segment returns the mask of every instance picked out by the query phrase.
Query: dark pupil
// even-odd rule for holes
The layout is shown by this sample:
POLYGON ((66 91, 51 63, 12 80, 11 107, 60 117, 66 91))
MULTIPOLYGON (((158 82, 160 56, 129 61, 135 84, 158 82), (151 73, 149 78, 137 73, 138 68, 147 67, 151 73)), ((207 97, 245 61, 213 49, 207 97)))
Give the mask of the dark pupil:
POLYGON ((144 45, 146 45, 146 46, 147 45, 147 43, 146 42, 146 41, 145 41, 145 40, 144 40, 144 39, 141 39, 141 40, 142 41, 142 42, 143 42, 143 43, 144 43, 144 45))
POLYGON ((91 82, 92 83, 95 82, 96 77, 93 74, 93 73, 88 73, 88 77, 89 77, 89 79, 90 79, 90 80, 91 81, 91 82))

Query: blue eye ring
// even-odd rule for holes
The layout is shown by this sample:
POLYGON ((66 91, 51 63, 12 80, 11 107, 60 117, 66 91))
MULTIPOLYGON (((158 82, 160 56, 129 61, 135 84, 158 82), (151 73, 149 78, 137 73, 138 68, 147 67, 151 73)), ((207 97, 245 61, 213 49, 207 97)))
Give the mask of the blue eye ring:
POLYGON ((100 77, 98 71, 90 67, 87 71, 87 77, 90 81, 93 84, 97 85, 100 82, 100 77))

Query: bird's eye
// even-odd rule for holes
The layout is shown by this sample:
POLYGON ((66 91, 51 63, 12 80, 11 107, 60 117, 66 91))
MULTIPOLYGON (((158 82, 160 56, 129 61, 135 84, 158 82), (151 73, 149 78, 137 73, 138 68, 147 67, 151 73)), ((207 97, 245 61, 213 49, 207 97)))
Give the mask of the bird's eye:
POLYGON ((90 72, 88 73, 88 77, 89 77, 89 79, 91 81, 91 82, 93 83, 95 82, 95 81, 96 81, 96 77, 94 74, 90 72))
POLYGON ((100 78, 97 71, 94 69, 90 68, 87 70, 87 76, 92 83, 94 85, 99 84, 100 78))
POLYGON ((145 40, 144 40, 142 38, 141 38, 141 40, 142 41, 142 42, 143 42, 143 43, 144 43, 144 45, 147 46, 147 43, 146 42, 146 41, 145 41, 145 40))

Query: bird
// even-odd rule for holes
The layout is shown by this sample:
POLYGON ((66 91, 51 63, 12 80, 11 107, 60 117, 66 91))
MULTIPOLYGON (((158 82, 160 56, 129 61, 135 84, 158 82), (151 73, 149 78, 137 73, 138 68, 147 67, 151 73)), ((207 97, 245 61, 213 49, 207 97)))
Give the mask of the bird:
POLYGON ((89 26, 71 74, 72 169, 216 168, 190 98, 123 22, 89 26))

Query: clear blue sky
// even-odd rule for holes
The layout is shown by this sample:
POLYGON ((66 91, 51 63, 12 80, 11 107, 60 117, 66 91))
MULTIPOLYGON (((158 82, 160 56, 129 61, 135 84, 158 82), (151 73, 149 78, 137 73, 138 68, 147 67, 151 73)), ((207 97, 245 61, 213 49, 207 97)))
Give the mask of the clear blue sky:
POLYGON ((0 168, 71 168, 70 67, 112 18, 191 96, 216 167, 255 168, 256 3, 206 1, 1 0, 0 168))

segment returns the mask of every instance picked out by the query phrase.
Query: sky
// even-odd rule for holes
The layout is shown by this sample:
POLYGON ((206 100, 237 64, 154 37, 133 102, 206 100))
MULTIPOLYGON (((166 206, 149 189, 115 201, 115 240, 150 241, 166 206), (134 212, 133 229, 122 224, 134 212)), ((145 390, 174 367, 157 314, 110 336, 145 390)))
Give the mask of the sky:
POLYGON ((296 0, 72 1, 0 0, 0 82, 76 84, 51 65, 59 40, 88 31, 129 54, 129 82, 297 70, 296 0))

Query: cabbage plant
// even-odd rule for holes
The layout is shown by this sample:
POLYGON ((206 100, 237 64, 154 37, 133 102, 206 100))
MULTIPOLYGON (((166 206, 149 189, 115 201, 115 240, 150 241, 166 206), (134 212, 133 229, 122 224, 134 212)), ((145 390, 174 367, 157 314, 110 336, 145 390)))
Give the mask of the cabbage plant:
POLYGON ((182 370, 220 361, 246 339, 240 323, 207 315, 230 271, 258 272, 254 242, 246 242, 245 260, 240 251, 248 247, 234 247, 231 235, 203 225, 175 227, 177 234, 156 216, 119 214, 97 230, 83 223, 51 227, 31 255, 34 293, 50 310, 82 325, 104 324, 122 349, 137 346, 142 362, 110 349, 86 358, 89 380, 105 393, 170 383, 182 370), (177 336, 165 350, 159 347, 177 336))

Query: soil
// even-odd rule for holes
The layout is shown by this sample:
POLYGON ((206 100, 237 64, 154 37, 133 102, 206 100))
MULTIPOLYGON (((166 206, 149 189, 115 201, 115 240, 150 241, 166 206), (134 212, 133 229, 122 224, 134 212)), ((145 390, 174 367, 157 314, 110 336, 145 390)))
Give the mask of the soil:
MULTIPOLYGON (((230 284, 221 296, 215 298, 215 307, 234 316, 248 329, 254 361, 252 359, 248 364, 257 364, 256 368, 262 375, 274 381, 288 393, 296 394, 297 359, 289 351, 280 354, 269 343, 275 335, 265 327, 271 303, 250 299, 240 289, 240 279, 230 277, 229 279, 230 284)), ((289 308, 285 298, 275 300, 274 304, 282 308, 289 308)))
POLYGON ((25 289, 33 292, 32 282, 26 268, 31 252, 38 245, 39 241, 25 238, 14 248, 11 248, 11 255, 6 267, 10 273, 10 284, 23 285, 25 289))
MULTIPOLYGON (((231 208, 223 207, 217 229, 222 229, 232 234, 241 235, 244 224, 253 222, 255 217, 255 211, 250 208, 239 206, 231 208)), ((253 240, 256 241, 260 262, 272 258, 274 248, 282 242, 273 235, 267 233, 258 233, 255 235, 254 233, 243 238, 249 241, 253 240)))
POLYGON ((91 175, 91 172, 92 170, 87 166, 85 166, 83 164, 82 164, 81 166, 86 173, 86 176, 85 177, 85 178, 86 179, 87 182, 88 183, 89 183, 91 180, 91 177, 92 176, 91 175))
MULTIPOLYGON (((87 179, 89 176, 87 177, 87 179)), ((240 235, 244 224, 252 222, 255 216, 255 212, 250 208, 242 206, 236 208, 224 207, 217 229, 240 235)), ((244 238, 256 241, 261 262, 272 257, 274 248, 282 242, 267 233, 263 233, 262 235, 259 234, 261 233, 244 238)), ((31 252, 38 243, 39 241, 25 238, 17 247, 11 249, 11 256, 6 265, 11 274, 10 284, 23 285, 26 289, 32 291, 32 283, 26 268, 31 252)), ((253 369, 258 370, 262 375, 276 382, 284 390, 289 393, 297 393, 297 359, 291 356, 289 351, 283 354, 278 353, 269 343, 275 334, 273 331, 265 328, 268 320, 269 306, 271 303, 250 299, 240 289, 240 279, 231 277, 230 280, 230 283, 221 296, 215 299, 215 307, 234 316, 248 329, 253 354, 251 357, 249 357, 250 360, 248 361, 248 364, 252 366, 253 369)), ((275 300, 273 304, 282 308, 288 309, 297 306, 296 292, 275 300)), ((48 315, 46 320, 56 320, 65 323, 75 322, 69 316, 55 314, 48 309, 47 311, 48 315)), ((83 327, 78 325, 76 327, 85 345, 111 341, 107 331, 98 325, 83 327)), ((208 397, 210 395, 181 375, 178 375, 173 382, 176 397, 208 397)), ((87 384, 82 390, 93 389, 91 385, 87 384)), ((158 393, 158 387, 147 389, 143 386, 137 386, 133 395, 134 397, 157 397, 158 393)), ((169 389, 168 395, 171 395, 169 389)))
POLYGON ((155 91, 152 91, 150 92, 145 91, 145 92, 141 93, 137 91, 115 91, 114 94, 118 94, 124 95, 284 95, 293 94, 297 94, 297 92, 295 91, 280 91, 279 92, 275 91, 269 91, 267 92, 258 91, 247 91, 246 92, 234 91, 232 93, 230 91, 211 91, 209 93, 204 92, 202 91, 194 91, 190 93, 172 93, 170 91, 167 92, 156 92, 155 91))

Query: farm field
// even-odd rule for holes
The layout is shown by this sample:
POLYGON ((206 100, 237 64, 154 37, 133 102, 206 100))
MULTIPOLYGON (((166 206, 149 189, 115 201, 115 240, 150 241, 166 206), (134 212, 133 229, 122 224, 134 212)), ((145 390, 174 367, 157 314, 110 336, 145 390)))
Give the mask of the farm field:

# [To do]
Copy out the records unchanged, beginning at the line that contains "Query: soil" and stopping after the line that contains "POLYGON ((91 175, 91".

# [The result]
Query: soil
// even-odd rule for holes
The layout is shown by this sample:
POLYGON ((206 100, 237 64, 154 37, 133 102, 206 100))
MULTIPOLYGON (((166 206, 149 189, 115 201, 115 240, 150 241, 166 206), (134 212, 133 229, 122 224, 134 212)), ((145 390, 174 367, 157 314, 110 336, 145 390)))
Give the mask of the soil:
MULTIPOLYGON (((230 284, 221 296, 215 298, 215 307, 234 316, 248 329, 254 361, 252 359, 248 364, 257 364, 256 368, 262 375, 274 381, 288 393, 296 394, 297 359, 289 351, 280 354, 269 343, 275 335, 265 327, 271 303, 250 299, 240 289, 240 279, 230 277, 229 279, 230 284)), ((289 308, 285 298, 275 300, 274 304, 282 308, 289 308)))
POLYGON ((25 289, 33 292, 32 282, 26 268, 31 252, 38 245, 39 241, 25 238, 14 248, 11 248, 11 255, 6 267, 10 273, 10 284, 23 285, 25 289))
MULTIPOLYGON (((231 208, 223 207, 217 229, 222 229, 232 234, 241 235, 244 224, 253 222, 255 217, 255 211, 250 208, 239 206, 231 208)), ((253 240, 256 241, 260 262, 272 258, 274 248, 282 242, 273 235, 267 233, 258 233, 255 235, 254 233, 243 238, 249 241, 253 240)))
POLYGON ((91 175, 91 172, 92 170, 87 166, 85 166, 83 164, 82 164, 81 166, 86 173, 86 176, 85 177, 85 178, 86 179, 87 182, 88 183, 89 183, 91 180, 91 177, 92 176, 91 175))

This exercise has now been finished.